What to do |
All that should come back is the lines of the data below from the one containing "positive clicks: (158, 82)" to the one containing "positive clicks: (349, 133) (171, 299)", inclusive, exactly as they stand.

Data records
----

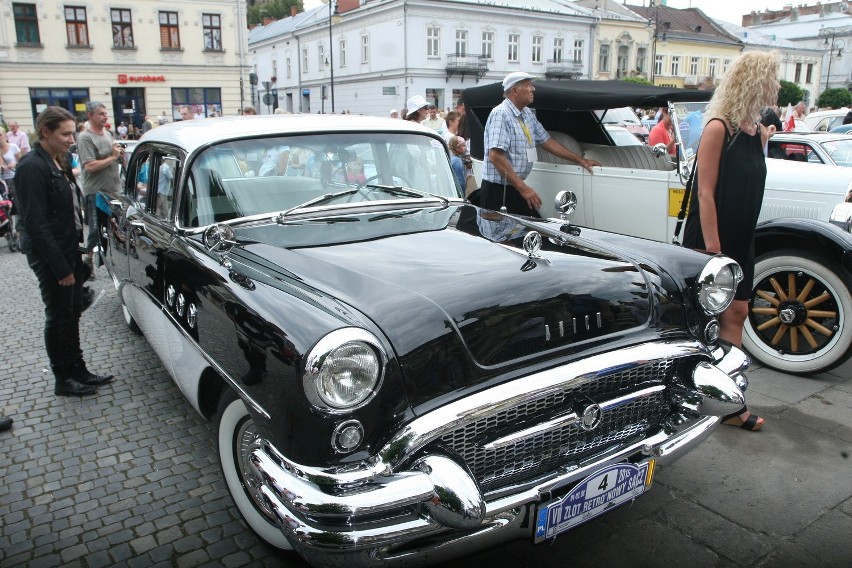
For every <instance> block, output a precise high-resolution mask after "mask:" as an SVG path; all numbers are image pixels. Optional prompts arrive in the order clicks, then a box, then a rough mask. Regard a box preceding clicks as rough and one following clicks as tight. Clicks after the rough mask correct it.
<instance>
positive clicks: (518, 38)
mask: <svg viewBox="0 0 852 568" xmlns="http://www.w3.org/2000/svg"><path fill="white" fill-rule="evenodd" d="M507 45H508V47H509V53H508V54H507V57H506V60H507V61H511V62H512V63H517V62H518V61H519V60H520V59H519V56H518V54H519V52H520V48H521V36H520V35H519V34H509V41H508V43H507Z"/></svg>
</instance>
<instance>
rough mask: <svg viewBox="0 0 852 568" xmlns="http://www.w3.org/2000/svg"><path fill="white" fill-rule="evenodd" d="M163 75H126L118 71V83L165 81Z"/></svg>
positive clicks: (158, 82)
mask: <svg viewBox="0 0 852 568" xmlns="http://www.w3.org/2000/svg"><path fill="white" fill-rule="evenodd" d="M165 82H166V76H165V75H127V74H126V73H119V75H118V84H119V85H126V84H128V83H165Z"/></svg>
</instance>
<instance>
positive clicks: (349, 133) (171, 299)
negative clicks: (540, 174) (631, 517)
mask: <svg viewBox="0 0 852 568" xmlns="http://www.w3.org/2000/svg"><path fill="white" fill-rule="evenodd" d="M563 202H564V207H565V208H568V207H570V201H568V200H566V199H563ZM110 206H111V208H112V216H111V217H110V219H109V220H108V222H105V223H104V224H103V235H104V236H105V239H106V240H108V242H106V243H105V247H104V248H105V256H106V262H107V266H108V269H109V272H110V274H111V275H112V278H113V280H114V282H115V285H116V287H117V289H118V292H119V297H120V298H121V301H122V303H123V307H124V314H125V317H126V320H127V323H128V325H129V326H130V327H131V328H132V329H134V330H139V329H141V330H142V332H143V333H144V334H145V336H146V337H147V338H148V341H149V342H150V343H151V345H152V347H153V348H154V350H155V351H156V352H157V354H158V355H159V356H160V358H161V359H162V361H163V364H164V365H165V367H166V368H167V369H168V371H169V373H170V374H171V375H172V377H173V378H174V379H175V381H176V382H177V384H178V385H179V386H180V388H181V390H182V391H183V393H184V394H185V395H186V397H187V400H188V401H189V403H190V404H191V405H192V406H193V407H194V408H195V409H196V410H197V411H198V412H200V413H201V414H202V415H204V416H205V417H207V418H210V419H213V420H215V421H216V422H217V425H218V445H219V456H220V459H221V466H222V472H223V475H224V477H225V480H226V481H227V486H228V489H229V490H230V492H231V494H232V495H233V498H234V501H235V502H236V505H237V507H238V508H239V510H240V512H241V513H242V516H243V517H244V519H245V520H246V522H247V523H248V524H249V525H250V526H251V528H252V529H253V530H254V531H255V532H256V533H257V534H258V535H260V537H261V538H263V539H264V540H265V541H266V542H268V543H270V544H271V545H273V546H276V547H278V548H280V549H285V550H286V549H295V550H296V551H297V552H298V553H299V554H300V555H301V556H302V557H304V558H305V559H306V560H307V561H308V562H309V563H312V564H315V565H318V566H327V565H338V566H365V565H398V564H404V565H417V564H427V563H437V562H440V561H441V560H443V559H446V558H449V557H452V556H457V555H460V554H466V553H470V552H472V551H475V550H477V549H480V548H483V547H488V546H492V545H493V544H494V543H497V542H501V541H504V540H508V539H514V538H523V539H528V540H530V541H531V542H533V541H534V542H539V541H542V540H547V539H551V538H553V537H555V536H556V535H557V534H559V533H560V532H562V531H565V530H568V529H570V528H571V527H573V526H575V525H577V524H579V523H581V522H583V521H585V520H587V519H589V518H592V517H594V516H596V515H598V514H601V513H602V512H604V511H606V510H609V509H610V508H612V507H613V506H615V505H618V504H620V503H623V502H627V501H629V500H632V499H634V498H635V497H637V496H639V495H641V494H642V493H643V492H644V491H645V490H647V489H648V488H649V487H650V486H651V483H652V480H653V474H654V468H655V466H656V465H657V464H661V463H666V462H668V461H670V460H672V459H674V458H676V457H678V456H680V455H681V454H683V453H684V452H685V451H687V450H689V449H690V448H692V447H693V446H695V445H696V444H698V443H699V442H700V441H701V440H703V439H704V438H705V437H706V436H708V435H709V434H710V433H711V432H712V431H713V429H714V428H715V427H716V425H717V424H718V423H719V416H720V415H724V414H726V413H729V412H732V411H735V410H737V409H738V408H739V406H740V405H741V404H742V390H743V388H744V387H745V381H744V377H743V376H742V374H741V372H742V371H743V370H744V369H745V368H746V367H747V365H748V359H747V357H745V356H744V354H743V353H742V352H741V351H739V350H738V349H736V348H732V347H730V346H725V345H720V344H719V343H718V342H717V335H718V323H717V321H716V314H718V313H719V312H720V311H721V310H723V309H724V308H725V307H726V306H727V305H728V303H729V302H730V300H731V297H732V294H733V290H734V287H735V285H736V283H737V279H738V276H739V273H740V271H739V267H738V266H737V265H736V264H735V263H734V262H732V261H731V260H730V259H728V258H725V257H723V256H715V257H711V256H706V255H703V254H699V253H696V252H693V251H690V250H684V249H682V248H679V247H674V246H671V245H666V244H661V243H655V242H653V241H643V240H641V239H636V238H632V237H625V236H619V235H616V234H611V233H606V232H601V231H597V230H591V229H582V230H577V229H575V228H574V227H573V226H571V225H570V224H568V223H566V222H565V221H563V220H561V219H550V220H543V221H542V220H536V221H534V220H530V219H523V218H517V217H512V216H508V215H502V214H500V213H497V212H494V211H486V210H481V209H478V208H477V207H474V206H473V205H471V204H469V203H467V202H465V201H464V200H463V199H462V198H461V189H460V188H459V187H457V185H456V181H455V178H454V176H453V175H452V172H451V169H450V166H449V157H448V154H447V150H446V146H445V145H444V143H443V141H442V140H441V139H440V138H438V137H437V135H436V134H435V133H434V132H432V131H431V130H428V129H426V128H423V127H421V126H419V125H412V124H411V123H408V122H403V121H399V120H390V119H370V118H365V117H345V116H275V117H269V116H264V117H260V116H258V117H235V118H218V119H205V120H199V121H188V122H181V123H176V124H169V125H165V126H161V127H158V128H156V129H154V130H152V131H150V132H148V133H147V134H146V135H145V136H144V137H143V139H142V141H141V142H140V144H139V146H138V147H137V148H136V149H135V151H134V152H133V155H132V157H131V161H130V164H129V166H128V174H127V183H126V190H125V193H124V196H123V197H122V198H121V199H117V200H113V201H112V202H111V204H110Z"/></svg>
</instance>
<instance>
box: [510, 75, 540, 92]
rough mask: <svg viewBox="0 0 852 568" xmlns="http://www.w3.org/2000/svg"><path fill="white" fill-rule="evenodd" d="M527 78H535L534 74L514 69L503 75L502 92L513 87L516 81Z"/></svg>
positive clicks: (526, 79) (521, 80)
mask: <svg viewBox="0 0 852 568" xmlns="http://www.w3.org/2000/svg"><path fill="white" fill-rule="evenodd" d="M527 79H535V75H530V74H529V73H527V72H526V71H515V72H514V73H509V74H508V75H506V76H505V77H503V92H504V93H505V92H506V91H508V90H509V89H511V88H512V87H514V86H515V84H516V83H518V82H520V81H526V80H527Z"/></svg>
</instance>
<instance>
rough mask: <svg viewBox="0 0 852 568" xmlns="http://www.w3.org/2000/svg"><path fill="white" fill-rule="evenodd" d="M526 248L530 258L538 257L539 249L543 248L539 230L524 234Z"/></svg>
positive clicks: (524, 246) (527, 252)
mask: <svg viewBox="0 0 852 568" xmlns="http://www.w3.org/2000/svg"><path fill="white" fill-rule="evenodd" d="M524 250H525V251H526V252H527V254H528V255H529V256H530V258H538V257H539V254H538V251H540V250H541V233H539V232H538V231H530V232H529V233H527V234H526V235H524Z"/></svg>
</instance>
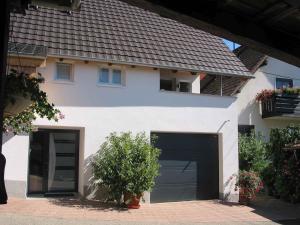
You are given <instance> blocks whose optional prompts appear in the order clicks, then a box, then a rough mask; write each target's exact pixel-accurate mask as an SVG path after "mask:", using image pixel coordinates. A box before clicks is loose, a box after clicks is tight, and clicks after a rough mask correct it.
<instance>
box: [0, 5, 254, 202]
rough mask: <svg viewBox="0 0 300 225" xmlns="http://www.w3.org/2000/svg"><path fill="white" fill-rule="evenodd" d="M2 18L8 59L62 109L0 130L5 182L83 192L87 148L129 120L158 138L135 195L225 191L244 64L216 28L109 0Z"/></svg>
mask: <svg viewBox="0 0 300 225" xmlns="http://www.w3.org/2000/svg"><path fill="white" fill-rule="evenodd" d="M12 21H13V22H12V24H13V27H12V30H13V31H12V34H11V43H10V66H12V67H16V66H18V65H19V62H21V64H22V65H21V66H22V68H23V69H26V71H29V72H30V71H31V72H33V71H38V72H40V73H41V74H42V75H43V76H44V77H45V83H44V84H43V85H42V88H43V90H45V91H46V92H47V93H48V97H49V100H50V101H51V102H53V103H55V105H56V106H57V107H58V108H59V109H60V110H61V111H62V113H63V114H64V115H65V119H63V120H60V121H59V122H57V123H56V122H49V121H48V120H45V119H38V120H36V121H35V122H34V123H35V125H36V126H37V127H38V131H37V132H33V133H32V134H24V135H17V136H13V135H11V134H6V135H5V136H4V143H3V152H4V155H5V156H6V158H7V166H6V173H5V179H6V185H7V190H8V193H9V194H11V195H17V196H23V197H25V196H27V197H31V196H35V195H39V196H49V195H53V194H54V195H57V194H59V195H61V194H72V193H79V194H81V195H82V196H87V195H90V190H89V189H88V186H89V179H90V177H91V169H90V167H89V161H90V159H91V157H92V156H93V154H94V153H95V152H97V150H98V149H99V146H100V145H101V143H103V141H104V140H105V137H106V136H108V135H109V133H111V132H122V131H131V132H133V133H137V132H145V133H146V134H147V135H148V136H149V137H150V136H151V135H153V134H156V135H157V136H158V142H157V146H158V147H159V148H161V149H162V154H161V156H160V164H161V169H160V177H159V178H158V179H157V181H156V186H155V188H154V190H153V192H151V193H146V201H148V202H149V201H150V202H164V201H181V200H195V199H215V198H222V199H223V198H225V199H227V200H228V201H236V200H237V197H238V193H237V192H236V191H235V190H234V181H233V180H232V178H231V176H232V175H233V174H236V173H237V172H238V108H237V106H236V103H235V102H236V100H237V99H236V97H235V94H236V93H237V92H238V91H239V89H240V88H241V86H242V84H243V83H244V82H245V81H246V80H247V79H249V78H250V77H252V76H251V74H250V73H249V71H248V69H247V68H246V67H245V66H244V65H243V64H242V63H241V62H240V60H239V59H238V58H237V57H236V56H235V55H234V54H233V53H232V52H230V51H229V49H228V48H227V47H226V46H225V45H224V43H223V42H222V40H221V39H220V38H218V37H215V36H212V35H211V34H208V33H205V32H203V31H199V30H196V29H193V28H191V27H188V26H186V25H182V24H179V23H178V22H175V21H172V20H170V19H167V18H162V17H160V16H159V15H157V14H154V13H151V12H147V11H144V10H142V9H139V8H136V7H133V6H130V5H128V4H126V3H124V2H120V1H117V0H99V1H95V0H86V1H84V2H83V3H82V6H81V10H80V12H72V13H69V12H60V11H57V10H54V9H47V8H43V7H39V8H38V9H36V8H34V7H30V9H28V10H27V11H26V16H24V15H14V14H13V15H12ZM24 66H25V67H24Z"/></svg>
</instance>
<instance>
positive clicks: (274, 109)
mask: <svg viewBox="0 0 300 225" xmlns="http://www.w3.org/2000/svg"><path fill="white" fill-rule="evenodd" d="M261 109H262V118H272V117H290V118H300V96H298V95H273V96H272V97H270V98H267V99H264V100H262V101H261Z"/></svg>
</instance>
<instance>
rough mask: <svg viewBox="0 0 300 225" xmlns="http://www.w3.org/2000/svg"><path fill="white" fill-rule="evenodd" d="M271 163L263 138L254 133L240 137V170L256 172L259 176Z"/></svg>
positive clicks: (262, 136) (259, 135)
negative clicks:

----

Answer below |
positive clicks: (158, 82)
mask: <svg viewBox="0 0 852 568" xmlns="http://www.w3.org/2000/svg"><path fill="white" fill-rule="evenodd" d="M165 82H166V76H165V75H127V74H126V73H119V75H118V84H119V85H126V84H128V83H165Z"/></svg>
</instance>
<instance>
positive clicks: (349, 133) (171, 299)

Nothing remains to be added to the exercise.